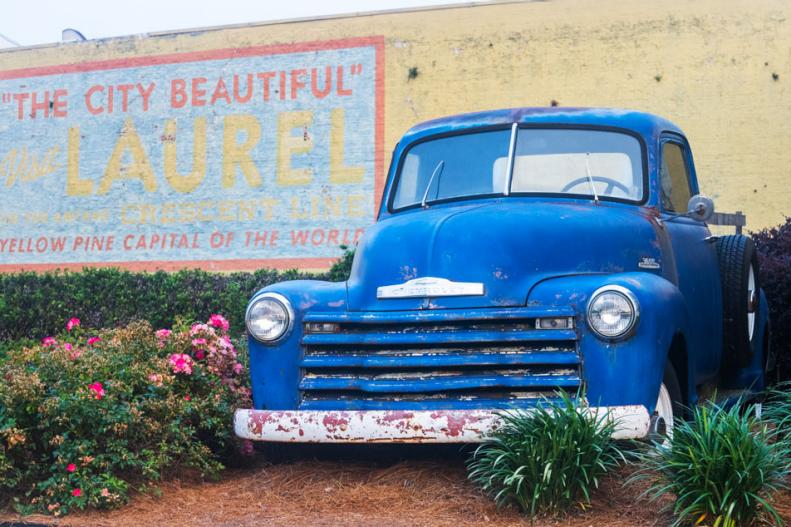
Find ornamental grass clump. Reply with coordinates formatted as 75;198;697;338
468;393;624;518
0;315;250;515
630;405;791;527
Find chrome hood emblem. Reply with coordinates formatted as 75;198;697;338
376;276;483;298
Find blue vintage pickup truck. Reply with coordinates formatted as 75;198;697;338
234;108;769;442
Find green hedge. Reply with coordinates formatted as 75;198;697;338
0;248;353;347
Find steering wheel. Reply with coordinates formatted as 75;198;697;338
560;176;632;196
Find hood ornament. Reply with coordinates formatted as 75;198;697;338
376;276;483;299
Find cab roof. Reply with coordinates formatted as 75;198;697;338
402;107;683;145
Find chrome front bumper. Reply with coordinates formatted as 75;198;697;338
234;405;651;443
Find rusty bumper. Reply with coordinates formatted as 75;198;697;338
234;405;650;443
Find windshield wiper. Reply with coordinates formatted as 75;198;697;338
420;159;445;208
585;152;596;203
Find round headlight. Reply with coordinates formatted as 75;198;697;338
588;285;640;339
245;293;294;343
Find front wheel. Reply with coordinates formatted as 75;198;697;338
652;362;683;442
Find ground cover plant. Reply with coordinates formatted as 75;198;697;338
468;393;624;518
0;315;252;515
630;404;791;527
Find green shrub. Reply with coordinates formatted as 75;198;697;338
764;382;791;446
0;248;354;342
0;315;252;515
750;217;791;380
468;393;623;517
630;405;791;527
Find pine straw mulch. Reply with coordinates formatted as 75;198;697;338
0;446;791;527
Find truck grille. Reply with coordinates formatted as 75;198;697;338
299;308;581;410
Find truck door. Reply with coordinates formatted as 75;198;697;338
659;134;722;384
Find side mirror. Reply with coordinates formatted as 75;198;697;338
687;194;714;221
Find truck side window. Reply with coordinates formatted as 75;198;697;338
659;143;692;212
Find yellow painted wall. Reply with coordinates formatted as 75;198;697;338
0;0;791;229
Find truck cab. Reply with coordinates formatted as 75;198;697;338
235;108;769;442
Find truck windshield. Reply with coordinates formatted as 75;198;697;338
392;128;643;210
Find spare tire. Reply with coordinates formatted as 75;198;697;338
717;234;761;368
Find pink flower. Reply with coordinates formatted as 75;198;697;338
209;314;231;331
168;353;192;375
190;324;215;337
88;382;105;399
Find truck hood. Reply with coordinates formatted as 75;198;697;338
348;197;662;311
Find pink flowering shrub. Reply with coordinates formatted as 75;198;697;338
0;315;252;515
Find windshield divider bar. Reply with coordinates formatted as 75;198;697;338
585;152;599;203
503;123;519;196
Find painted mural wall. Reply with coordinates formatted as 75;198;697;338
0;38;383;269
0;0;791;271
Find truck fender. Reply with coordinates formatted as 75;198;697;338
527;272;695;412
248;280;347;410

**Work to do:**
Copy every item above line for line, with the wording unchanged, and leave out the pictures.

**The solution:**
Find ornamental grass clump. Reply with coordinates formatted as 75;198;697;338
468;393;624;518
0;315;250;515
630;405;791;527
Find chrome hood emblem. Reply with coordinates formatted as 75;198;697;338
376;276;483;298
Find blue vintage pickup truck. Reply with coordinates formatted as 75;198;697;338
234;108;769;442
Find green hedge. Reply with coordinates formatted as 75;198;697;338
0;248;353;347
Find steering wheel. Reply with coordinates formatted as 75;198;697;338
560;176;632;196
Find hood ornament. Reply with coordinates formatted as 75;198;697;338
376;276;483;299
Find cab roof. Reply with coordinates formatted as 75;198;697;338
402;107;683;145
Find chrome front bumper. Reply with coordinates formatted as 75;198;697;338
234;405;651;443
Find rusty bumper. Reply with coordinates formatted as 75;198;697;338
234;405;650;443
Find windshield wiper. Reply with coordinates formatted as 75;198;697;338
420;159;445;208
585;152;596;203
Find round headlight. Reply with coordinates formatted as 75;198;697;338
588;285;640;339
245;293;294;343
Find front wheel. Reply with coordinates formatted as 75;198;697;338
652;362;683;442
Find ground cover plant. Reply with coordinates formatted as 75;198;697;338
468;393;624;518
0;315;252;515
630;404;791;527
Find green shrub. Reply with coordinates formatted as 75;198;697;338
764;382;791;446
0;248;354;342
0;315;252;515
750;217;791;380
468;393;623;517
630;405;791;527
Find pine straw mulch. Reply with coordinates formatted as 75;198;697;338
0;446;791;527
Find truck grille. Reply with coordinates formatted as 75;198;697;338
299;308;581;410
Find truck door. Reply with coordinates formatted as 75;198;697;338
659;134;722;384
Find side mirror. Reply with coordinates formatted as 75;198;697;338
687;194;714;221
Find truck side window. Reply with coordinates formatted as 75;198;697;338
659;143;692;212
Find yellow painted wall. Reply with coordinates formatted as 75;198;697;338
0;0;791;229
Find truck cab. Reply with coordinates formatted as 75;198;697;338
235;108;769;442
Find truck windshield. Reply with coordinates formatted as 75;198;697;338
392;128;643;210
Find spare tire. Reply with coordinates formatted as 75;198;697;338
717;234;761;368
Find pink flower. Reply with coordinates formatted as 75;198;697;338
209;314;231;331
168;353;192;375
190;324;215;337
88;382;105;399
Find truck hood. Reply with coordinates formatted as 75;198;697;338
348;197;662;311
Find pink flowering shrub. Reply with coordinates formatted as 75;198;697;338
0;315;252;515
Find windshield divider bar. Reply with coordinates formatted as 75;198;697;338
585;152;599;203
503;123;519;196
Find painted mural wall. Reply with coordinates formatted as 75;198;697;338
0;38;383;269
0;0;791;271
Find truck fender. Reply with coordinates formatted as 75;198;697;338
527;272;695;412
248;280;347;410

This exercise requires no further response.